- WHAT IS BEING ASKED -
Rescale the records below from their start down to the line containing "x=218 y=233", inclusive, and reproduce those lines alone, including the requests. Multiply only the point coordinates given as answers by 0.4 and round each to a whole number, with halves rounded up; leave the requests and their format samples unchanged.

═════ MATERIAL TO PROCESS

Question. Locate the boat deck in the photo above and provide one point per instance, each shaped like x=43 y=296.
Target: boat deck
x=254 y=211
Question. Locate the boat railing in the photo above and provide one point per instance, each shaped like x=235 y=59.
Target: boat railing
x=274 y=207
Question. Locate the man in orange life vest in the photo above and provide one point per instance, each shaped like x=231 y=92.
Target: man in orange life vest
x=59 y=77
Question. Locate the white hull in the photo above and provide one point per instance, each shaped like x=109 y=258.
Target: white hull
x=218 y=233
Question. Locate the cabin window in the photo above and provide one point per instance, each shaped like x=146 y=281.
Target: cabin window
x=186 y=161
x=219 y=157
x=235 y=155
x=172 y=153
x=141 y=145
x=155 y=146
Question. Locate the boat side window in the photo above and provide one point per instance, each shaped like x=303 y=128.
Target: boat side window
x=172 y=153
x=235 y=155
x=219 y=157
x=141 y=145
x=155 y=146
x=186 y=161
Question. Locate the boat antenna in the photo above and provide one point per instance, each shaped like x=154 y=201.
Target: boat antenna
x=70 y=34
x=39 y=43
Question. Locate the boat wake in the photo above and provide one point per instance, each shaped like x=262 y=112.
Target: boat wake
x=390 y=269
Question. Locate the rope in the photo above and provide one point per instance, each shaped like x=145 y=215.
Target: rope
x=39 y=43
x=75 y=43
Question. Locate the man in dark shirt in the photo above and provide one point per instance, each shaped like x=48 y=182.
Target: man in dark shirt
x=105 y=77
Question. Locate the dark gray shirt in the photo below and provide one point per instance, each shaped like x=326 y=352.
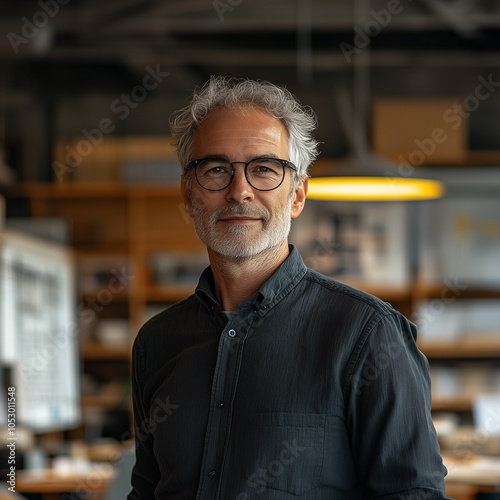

══════════

- SOLUTION TO THIS TASK -
Question. Locate the boat deck in the photo above and provide one point per instance, each shaped like x=43 y=296.
Target: boat deck
x=102 y=84
Question. Locate the boat railing in the photo above and provide one point per instance, each shaped like x=235 y=59.
Target: boat railing
x=110 y=83
Question. Locate the man in orange life vest in the photo above and provide one point per instance, each shaped like x=231 y=92.
Target: man in orange life vest
x=24 y=31
Question. Locate the white hull in the photo above and provide one point per instance, each shaped like x=109 y=258.
Target: white hull
x=87 y=93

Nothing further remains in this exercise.